## Start

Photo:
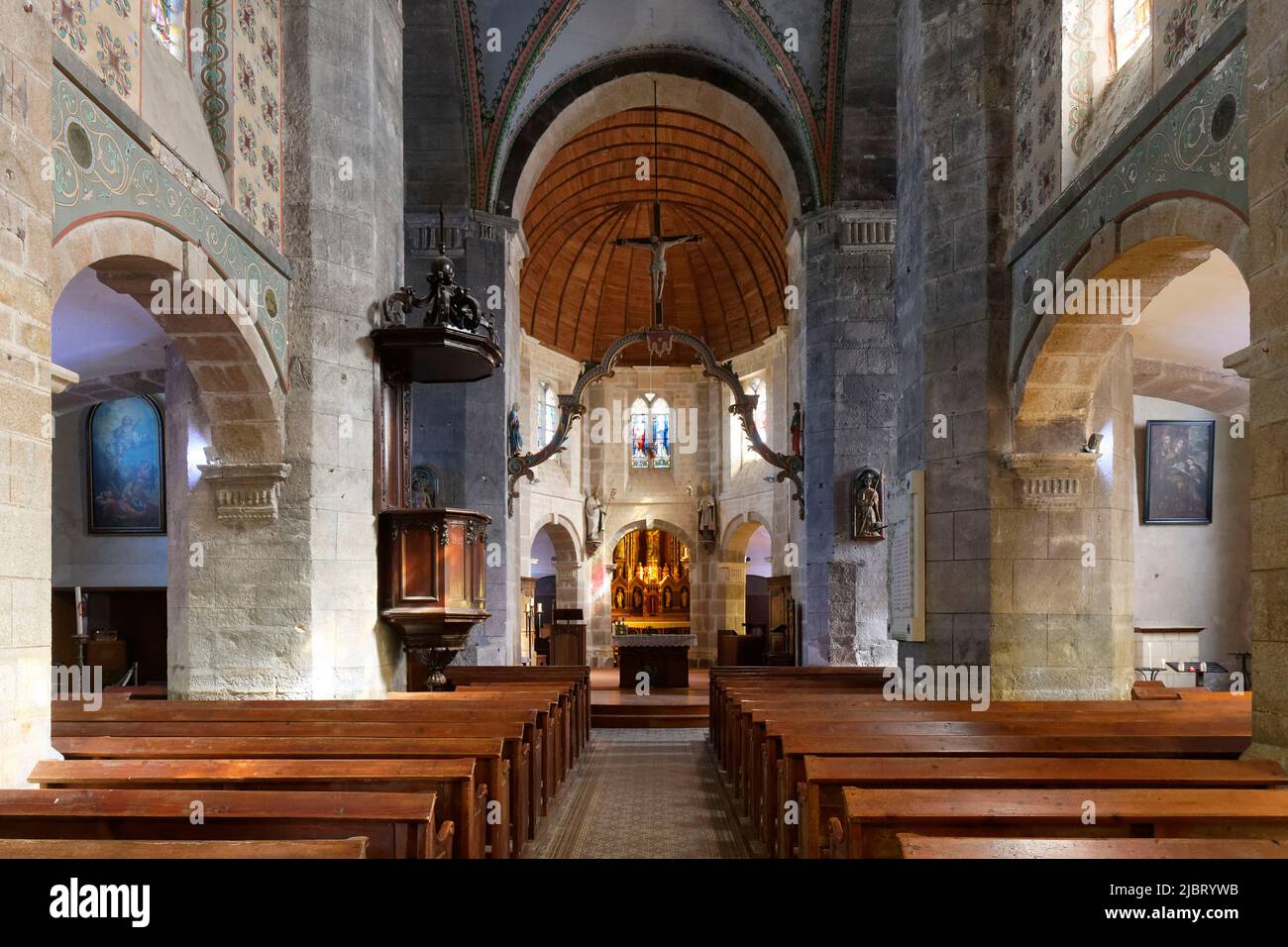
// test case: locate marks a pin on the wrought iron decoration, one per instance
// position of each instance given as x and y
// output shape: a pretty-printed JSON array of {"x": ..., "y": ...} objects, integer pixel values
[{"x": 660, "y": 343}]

## End
## Start

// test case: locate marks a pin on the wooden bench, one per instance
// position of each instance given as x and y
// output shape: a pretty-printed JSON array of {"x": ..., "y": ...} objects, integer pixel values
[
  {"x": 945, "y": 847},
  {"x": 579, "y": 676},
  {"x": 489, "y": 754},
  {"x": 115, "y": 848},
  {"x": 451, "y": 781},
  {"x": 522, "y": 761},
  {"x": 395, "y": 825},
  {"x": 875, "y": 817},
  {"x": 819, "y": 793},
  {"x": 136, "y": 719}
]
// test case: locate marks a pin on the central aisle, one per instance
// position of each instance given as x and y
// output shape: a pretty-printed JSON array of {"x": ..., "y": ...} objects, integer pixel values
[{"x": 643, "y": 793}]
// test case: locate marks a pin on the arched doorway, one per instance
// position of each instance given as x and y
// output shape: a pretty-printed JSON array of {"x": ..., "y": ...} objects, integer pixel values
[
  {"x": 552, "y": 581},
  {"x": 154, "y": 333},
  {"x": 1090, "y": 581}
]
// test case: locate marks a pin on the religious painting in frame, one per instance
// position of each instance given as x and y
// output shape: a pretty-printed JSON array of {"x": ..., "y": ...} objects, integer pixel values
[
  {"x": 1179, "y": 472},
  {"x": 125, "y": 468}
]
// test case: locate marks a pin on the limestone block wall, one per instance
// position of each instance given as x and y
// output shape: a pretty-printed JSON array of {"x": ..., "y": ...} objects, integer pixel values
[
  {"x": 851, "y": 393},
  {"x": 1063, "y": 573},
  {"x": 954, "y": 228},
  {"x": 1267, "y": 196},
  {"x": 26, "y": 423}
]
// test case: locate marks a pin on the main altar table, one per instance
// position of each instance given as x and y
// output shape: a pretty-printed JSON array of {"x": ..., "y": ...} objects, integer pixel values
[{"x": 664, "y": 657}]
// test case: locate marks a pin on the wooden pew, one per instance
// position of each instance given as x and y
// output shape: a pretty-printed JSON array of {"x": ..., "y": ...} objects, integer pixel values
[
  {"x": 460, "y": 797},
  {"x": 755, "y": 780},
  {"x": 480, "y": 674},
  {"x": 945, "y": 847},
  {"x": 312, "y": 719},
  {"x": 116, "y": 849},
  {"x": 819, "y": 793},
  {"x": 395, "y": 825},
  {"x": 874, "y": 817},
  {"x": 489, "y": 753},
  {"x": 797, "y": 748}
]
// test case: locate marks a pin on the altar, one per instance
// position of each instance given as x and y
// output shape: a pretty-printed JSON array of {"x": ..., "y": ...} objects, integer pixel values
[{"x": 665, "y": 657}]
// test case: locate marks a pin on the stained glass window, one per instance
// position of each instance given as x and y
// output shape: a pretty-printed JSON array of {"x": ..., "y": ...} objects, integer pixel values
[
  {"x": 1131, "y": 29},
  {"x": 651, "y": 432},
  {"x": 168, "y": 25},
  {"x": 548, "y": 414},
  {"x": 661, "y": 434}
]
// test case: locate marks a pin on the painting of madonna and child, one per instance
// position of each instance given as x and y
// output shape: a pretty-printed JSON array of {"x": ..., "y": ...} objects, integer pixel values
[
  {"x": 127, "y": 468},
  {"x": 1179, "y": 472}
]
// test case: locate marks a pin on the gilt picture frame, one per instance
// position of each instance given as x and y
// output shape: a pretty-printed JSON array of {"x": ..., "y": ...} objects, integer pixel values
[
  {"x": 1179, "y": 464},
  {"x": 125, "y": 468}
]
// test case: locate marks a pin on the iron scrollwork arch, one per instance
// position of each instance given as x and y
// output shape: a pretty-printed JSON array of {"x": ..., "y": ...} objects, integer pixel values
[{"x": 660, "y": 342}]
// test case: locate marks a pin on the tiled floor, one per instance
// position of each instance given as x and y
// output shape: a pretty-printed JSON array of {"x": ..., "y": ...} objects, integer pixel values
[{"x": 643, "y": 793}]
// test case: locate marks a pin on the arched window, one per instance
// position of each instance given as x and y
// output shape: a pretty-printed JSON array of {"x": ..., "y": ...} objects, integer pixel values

## End
## Start

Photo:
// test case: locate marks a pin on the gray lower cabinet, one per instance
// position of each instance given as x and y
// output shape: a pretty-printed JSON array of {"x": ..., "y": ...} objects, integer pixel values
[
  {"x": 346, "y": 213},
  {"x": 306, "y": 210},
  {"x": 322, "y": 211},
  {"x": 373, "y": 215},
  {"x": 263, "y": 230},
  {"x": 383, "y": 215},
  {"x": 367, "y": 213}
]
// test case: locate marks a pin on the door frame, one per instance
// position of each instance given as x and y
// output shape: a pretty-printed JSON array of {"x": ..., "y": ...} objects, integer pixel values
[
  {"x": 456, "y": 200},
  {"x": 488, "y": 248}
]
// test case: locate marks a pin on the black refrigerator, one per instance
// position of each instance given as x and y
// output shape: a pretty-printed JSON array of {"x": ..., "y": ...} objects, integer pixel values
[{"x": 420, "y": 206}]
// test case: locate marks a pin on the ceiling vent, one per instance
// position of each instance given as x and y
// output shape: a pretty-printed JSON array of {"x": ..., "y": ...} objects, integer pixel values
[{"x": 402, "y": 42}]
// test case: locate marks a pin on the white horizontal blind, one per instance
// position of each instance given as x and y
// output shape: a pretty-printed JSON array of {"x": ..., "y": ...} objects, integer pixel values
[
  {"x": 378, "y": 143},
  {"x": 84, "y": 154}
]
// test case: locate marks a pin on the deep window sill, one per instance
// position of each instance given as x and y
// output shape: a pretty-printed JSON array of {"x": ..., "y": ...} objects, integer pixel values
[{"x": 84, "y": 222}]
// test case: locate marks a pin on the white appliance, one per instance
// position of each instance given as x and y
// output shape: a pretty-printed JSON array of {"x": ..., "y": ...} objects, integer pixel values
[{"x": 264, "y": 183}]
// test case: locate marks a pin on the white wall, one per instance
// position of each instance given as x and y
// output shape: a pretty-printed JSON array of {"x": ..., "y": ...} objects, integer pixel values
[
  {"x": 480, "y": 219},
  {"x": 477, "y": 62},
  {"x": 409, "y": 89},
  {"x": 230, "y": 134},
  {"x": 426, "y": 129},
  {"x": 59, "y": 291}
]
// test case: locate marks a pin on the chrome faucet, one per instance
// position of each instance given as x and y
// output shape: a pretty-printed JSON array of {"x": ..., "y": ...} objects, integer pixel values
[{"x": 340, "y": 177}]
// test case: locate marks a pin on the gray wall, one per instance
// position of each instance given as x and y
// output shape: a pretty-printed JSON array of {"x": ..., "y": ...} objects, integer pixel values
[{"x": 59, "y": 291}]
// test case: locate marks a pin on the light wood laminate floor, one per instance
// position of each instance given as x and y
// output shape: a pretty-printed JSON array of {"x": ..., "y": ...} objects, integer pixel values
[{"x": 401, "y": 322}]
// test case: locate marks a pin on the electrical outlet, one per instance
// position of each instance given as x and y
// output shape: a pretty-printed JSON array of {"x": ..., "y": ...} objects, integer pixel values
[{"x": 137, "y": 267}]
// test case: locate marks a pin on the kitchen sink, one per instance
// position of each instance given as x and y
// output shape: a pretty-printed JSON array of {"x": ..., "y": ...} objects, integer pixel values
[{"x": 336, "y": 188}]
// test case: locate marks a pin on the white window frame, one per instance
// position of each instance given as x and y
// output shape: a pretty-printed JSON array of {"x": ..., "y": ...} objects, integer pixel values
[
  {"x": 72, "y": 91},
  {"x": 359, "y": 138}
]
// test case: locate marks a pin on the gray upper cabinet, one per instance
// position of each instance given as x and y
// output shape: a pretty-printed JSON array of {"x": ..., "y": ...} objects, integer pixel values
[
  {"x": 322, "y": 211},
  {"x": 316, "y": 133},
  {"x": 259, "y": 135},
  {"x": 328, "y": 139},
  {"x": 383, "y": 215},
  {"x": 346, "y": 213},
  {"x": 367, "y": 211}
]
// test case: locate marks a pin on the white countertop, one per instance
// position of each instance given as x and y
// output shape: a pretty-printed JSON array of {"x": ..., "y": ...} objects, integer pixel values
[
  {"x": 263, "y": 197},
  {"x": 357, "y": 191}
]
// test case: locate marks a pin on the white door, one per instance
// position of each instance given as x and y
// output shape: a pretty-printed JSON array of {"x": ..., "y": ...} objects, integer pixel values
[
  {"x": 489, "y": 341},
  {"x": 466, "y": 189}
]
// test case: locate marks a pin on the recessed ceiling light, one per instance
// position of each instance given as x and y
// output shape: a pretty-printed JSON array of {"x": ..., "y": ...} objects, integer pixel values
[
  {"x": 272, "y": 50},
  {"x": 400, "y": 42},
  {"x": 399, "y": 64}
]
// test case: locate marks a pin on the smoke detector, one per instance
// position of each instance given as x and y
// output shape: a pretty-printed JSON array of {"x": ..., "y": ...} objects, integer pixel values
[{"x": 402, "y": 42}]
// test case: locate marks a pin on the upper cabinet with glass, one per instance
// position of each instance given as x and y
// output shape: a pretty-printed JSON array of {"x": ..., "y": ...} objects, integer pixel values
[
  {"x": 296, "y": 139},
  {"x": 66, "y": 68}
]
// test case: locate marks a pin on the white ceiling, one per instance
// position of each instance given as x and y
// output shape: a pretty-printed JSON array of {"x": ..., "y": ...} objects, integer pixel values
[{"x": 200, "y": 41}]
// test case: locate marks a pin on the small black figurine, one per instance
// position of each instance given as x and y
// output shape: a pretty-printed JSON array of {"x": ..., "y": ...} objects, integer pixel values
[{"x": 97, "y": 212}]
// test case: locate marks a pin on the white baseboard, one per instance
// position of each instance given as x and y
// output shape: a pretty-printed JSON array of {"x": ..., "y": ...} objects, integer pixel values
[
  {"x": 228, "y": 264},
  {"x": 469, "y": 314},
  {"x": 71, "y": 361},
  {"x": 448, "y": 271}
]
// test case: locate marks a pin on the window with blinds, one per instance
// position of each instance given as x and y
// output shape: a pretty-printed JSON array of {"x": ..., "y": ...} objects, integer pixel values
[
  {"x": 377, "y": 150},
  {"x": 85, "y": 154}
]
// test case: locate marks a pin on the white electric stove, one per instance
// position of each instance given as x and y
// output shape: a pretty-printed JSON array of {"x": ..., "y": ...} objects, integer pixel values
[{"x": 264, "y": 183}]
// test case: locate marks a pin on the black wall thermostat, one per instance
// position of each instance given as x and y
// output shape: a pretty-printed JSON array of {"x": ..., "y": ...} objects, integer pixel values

## End

Please count how many lines in the data contain the string "gray", treating uppercase and lowercase as different, and reply with only that number.

Expected output: 3